**Aim of the exercise**. The data must be written out once more, precisely as given.
^^^^^^^^^^^^^^^^
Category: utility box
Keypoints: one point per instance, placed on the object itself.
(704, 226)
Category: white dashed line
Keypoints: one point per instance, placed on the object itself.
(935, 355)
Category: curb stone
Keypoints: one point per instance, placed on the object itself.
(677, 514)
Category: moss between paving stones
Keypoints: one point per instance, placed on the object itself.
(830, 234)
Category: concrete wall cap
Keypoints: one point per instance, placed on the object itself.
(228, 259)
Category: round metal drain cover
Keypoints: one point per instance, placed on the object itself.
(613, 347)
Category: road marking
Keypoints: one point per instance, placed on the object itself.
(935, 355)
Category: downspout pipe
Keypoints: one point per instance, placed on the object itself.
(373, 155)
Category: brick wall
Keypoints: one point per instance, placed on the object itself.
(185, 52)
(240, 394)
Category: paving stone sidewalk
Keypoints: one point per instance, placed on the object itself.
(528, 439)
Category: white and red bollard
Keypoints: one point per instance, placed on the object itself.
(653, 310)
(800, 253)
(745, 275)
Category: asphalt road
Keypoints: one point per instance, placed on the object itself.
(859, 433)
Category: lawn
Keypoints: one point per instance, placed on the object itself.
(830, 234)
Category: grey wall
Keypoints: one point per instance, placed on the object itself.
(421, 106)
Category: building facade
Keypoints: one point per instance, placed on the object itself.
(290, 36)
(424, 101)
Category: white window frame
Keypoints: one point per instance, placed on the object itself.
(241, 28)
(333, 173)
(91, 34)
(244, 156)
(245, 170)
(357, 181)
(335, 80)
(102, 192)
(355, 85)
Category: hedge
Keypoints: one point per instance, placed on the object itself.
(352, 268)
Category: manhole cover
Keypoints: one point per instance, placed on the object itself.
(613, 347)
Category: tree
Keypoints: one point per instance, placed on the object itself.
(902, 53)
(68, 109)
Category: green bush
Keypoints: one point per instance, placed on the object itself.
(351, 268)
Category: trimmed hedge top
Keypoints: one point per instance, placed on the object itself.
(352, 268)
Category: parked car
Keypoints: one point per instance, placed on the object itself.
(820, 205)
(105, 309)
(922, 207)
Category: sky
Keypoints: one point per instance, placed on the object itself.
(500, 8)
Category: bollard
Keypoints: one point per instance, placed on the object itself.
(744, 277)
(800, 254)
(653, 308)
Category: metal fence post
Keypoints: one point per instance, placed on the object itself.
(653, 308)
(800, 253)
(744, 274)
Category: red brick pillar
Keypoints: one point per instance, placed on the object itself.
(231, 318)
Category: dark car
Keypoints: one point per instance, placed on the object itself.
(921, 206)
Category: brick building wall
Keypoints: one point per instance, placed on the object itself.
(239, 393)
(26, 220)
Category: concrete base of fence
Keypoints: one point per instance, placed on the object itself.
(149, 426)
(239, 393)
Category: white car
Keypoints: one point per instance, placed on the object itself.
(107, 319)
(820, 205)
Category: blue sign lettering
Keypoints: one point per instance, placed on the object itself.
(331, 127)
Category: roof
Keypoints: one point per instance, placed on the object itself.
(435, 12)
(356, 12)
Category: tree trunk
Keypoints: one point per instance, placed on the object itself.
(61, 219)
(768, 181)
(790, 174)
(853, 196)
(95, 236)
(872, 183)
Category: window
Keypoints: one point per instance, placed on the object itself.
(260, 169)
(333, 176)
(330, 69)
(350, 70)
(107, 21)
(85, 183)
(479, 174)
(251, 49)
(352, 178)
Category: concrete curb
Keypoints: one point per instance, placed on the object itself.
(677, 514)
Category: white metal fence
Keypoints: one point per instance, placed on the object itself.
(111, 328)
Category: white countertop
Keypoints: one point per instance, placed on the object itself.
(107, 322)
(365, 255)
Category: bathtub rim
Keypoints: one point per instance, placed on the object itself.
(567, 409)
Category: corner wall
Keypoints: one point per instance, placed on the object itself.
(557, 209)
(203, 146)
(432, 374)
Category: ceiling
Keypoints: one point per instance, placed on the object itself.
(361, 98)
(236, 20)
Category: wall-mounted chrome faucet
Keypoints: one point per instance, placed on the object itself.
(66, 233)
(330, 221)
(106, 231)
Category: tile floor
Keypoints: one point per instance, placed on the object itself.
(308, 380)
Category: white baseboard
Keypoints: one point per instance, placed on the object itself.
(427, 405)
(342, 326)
^^^^^^^^^^^^^^^^
**Finished exercise**.
Category: utility box
Keypoints: one point per instance, placed on the object itself.
(704, 226)
Category: white dashed line
Keypoints: one point per instance, placed on the object itself.
(935, 355)
Category: curb stone
Keypoints: one point per instance, placed on the object itself.
(677, 514)
Category: moss between paving stones
Keypoints: one point per instance, placed on the object itself.
(830, 234)
Category: concrete wall cap
Keypoints: one point per instance, placed on the object itself.
(228, 259)
Category: round metal drain cover
Keypoints: one point per instance, placed on the object itself.
(613, 347)
Category: road marking
Keypoints: one point per instance, placed on the object itself.
(935, 355)
Category: downspout pipe
Keypoints: one point per instance, placed on the object itself.
(373, 155)
Category: brick wall
Keypoints: one point per instance, placed on the object itself.
(185, 52)
(240, 394)
Category: paving stone sidewalk
Keypoints: one point per instance, placed on the object itself.
(528, 439)
Category: white and red bollard
Keypoints: one point per instance, placed on the object itself.
(653, 310)
(800, 253)
(745, 275)
Category: asphalt road
Keypoints: one point per instance, placed on the object itself.
(859, 433)
Category: lawn
Keypoints: one point per instance, placed on the object itself.
(830, 234)
Category: grey wall
Keypoints: one point per instance, placed on the object itself.
(421, 106)
Category: building facade
Keypoints: one point per instance, placed on the object itself.
(290, 36)
(424, 101)
Category: white window frame
Keypoints: one point per instance, placed on the object itself.
(241, 28)
(333, 173)
(91, 34)
(244, 156)
(245, 170)
(357, 181)
(335, 80)
(102, 192)
(355, 85)
Category: hedge
Keypoints: one point per instance, placed on the object itself.
(352, 268)
Category: manhole cover
Keypoints: one point per instance, placed on the object itself.
(613, 347)
Category: tree
Keypoints: one point per instance, placed on the object itself.
(902, 53)
(68, 109)
Category: green bush
Keypoints: one point per instance, placed on the object itself.
(351, 268)
Category: trimmed hedge top
Keypoints: one point per instance, placed on the object itself.
(352, 268)
Category: parked car
Keypoints: one point per instance, placed on the object itself.
(820, 205)
(105, 309)
(922, 207)
Category: sky
Keypoints: one point per instance, placed on the object itself.
(500, 8)
Category: bollard
Keypoints: one point per instance, placed on the object itself.
(744, 277)
(800, 254)
(653, 308)
Category: metal fence post
Keypoints: one point per instance, placed on the object itself.
(653, 308)
(800, 253)
(744, 274)
Category: red brick pillar
Keypoints: one point per instance, placed on the object itself.
(231, 318)
Category: dark car
Keypoints: one point per instance, placed on the object itself.
(921, 206)
Category: brick building wall
Keypoints: one point per instance, placed on the object itself.
(239, 393)
(26, 220)
Category: concrete base of fence
Keypoints: one point per instance, placed on the object itself.
(149, 426)
(239, 393)
Category: white car
Keypoints: one point per instance, placed on the object itself.
(107, 319)
(820, 205)
Category: blue sign lettering
Keypoints: one point per instance, placed on the object itself.
(331, 127)
Category: roof
Keypoints: one point per instance, placed on the object itself.
(435, 12)
(356, 12)
Category: tree trunk
Keypoints: one point per instance, placed on the object itself.
(61, 219)
(768, 181)
(790, 174)
(853, 196)
(95, 236)
(872, 183)
Category: window
Keypoints: one point per instance, placed on the object itself.
(260, 169)
(333, 176)
(330, 69)
(350, 70)
(107, 21)
(85, 183)
(479, 174)
(251, 49)
(352, 178)
Category: concrete curb
Keypoints: one point per instance, placed on the object itself.
(677, 514)
Category: white metal fence
Keypoints: one point per instance, placed on the object itself.
(111, 328)
Category: white countertop
Keypoints: one point per instance, placed on the object itself.
(107, 322)
(365, 255)
Category: bathtub rim
Keypoints: one point per instance, placed on the object itself.
(567, 409)
Category: corner wall
Keypoints: one point per instance, placed on the object itself.
(557, 209)
(203, 146)
(432, 374)
Category: ceiling
Keypoints: one point per instance, placed on the object itself.
(361, 98)
(236, 20)
Category: wall-mounted chrome faucet
Keypoints: one point per instance, placed on the object itself.
(66, 233)
(330, 221)
(106, 231)
Category: tile floor
Keypoints: one point per instance, placed on the object itself.
(308, 380)
Category: white baseboard
Keypoints: one point per instance, placed on the object itself.
(427, 405)
(342, 326)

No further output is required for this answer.